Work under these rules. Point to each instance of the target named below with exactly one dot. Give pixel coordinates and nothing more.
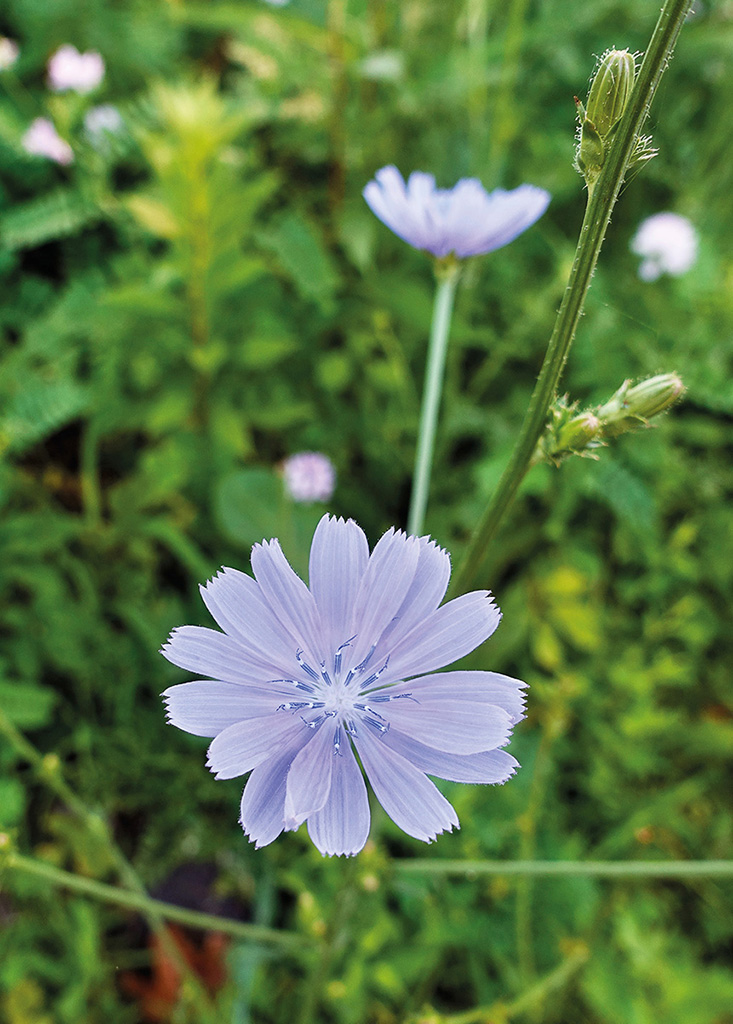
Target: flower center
(347, 696)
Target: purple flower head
(304, 676)
(466, 219)
(9, 52)
(667, 244)
(71, 71)
(309, 476)
(42, 139)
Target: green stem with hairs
(679, 870)
(593, 230)
(145, 904)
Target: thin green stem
(593, 230)
(145, 904)
(677, 869)
(527, 824)
(442, 309)
(531, 998)
(337, 938)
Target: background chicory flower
(309, 476)
(9, 52)
(301, 677)
(667, 243)
(466, 219)
(71, 71)
(42, 139)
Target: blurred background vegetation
(203, 293)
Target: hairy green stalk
(593, 230)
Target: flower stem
(678, 869)
(145, 904)
(442, 309)
(595, 222)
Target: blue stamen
(304, 666)
(362, 665)
(375, 675)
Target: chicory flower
(304, 677)
(465, 220)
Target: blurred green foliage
(205, 293)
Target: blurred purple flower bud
(70, 70)
(309, 476)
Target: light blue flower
(466, 219)
(301, 677)
(309, 476)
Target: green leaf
(54, 216)
(28, 706)
(303, 257)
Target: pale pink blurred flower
(309, 476)
(70, 70)
(9, 52)
(42, 139)
(666, 243)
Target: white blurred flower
(42, 139)
(309, 476)
(101, 121)
(70, 70)
(8, 52)
(666, 243)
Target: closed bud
(610, 90)
(632, 408)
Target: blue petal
(425, 594)
(402, 209)
(486, 767)
(290, 599)
(341, 826)
(206, 708)
(455, 630)
(209, 652)
(486, 687)
(309, 777)
(244, 745)
(506, 215)
(239, 606)
(459, 726)
(339, 556)
(406, 795)
(263, 799)
(384, 586)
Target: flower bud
(568, 432)
(631, 407)
(610, 90)
(579, 432)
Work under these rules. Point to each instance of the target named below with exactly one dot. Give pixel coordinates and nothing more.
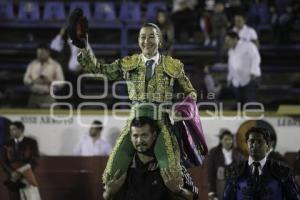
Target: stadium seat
(105, 11)
(130, 12)
(54, 11)
(152, 9)
(6, 11)
(29, 11)
(85, 6)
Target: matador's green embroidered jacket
(133, 70)
(159, 89)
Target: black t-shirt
(143, 182)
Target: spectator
(219, 158)
(58, 44)
(243, 68)
(20, 159)
(167, 31)
(259, 177)
(297, 168)
(272, 154)
(219, 25)
(4, 131)
(282, 24)
(245, 32)
(39, 76)
(92, 144)
(144, 179)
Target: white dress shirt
(155, 58)
(88, 147)
(246, 33)
(261, 166)
(243, 61)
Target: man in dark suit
(18, 161)
(260, 178)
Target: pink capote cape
(192, 135)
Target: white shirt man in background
(91, 144)
(243, 67)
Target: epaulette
(129, 63)
(173, 67)
(279, 170)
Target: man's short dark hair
(142, 121)
(19, 125)
(263, 131)
(98, 124)
(233, 35)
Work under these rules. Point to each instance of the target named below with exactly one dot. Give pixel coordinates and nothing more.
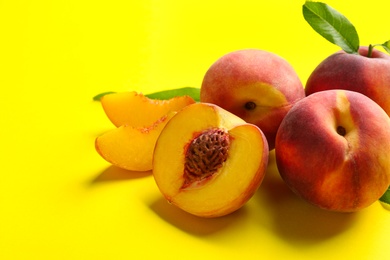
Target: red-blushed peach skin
(257, 76)
(369, 76)
(335, 172)
(233, 184)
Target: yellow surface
(60, 200)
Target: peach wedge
(137, 110)
(209, 162)
(131, 148)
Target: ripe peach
(209, 162)
(131, 148)
(256, 85)
(134, 109)
(367, 75)
(332, 149)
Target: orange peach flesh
(131, 148)
(232, 184)
(137, 110)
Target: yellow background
(60, 200)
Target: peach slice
(131, 148)
(137, 110)
(208, 161)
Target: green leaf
(167, 94)
(332, 25)
(386, 46)
(385, 199)
(98, 97)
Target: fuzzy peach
(209, 162)
(256, 85)
(332, 149)
(356, 72)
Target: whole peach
(367, 75)
(256, 85)
(332, 149)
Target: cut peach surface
(131, 148)
(208, 161)
(132, 108)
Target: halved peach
(208, 161)
(129, 147)
(137, 110)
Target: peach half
(131, 148)
(208, 161)
(137, 110)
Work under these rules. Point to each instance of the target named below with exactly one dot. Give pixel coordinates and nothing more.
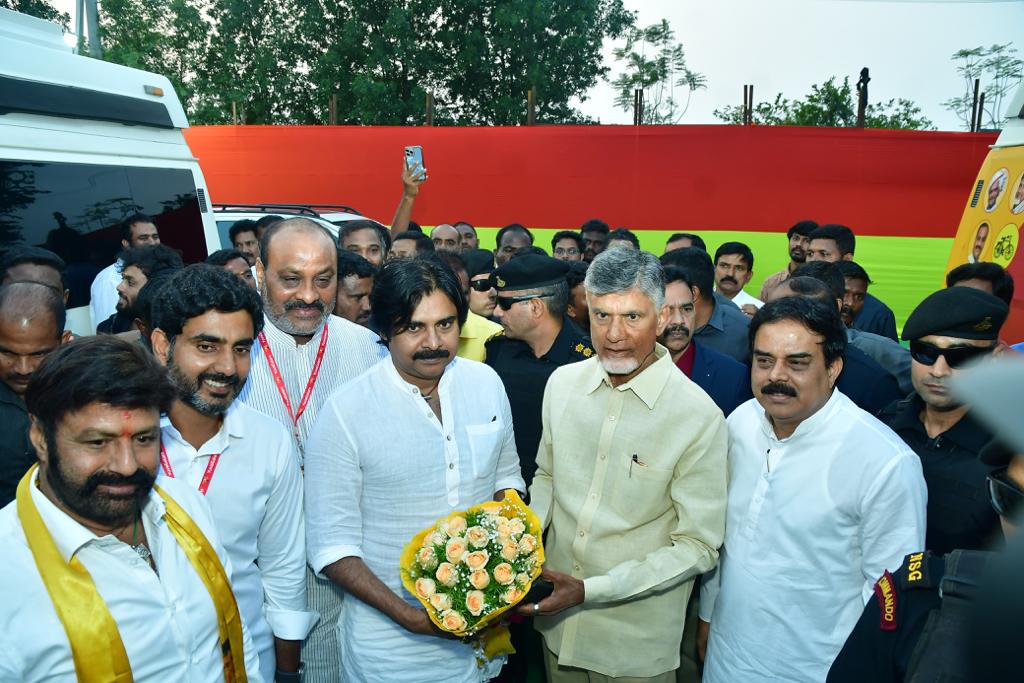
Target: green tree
(40, 8)
(830, 104)
(658, 75)
(1000, 72)
(478, 57)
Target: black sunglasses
(956, 356)
(506, 302)
(1004, 494)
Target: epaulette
(584, 350)
(921, 570)
(885, 593)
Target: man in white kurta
(166, 621)
(814, 518)
(256, 500)
(378, 475)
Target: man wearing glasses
(946, 331)
(532, 298)
(914, 627)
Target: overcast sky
(787, 45)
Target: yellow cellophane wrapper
(496, 640)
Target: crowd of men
(219, 484)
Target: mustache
(292, 305)
(779, 388)
(140, 478)
(232, 380)
(431, 353)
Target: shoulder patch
(918, 570)
(885, 593)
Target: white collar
(70, 536)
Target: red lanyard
(204, 483)
(279, 380)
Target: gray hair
(619, 270)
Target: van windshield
(76, 210)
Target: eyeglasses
(956, 356)
(1005, 496)
(506, 302)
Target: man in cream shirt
(631, 486)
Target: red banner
(880, 182)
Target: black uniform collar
(967, 433)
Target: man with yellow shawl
(105, 577)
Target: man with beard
(630, 486)
(301, 356)
(800, 242)
(946, 331)
(370, 486)
(205, 324)
(355, 281)
(137, 265)
(727, 381)
(32, 321)
(105, 577)
(821, 497)
(136, 230)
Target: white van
(84, 144)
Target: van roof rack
(336, 207)
(267, 208)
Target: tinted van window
(76, 210)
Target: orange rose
(479, 579)
(445, 573)
(456, 549)
(504, 573)
(477, 537)
(477, 559)
(527, 544)
(425, 588)
(457, 525)
(440, 601)
(517, 526)
(453, 621)
(427, 558)
(474, 602)
(510, 550)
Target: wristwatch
(290, 677)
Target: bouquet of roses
(472, 566)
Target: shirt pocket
(642, 493)
(484, 445)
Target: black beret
(529, 271)
(478, 261)
(963, 312)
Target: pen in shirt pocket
(635, 460)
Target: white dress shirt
(103, 293)
(351, 349)
(379, 474)
(813, 521)
(167, 622)
(742, 298)
(255, 497)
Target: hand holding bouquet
(472, 566)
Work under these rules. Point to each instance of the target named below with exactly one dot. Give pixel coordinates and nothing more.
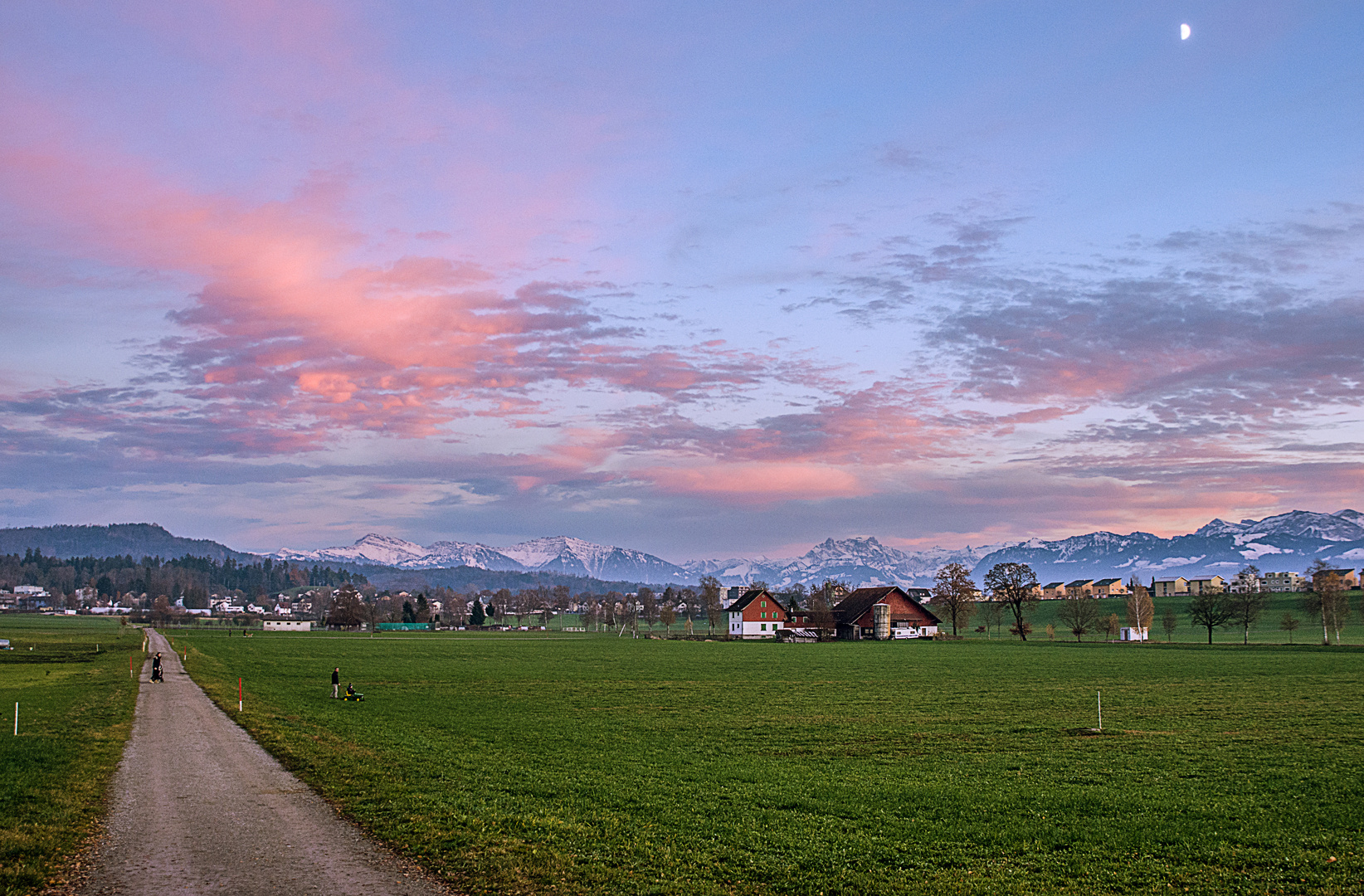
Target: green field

---

## [Task to complete]
The copy should hold exactly the lines from the line containing "Target: wristwatch" through the end of the data, both ends included, and no pictures.

## [Written solution]
Target: wristwatch
(290, 677)
Target: bouquet of roses
(472, 566)
Target: shirt pocket
(642, 493)
(484, 445)
Target: black beret
(529, 271)
(478, 261)
(963, 312)
Target: pen in shirt pocket
(635, 460)
Target: white dress shirt
(103, 293)
(351, 349)
(379, 474)
(813, 521)
(167, 622)
(742, 298)
(255, 497)
Target: hand holding bouquet
(472, 566)
Work under these rules. Point to each instance of the target named below with exactly one dot. Give pixel coordinates and nothing more.
Target: green field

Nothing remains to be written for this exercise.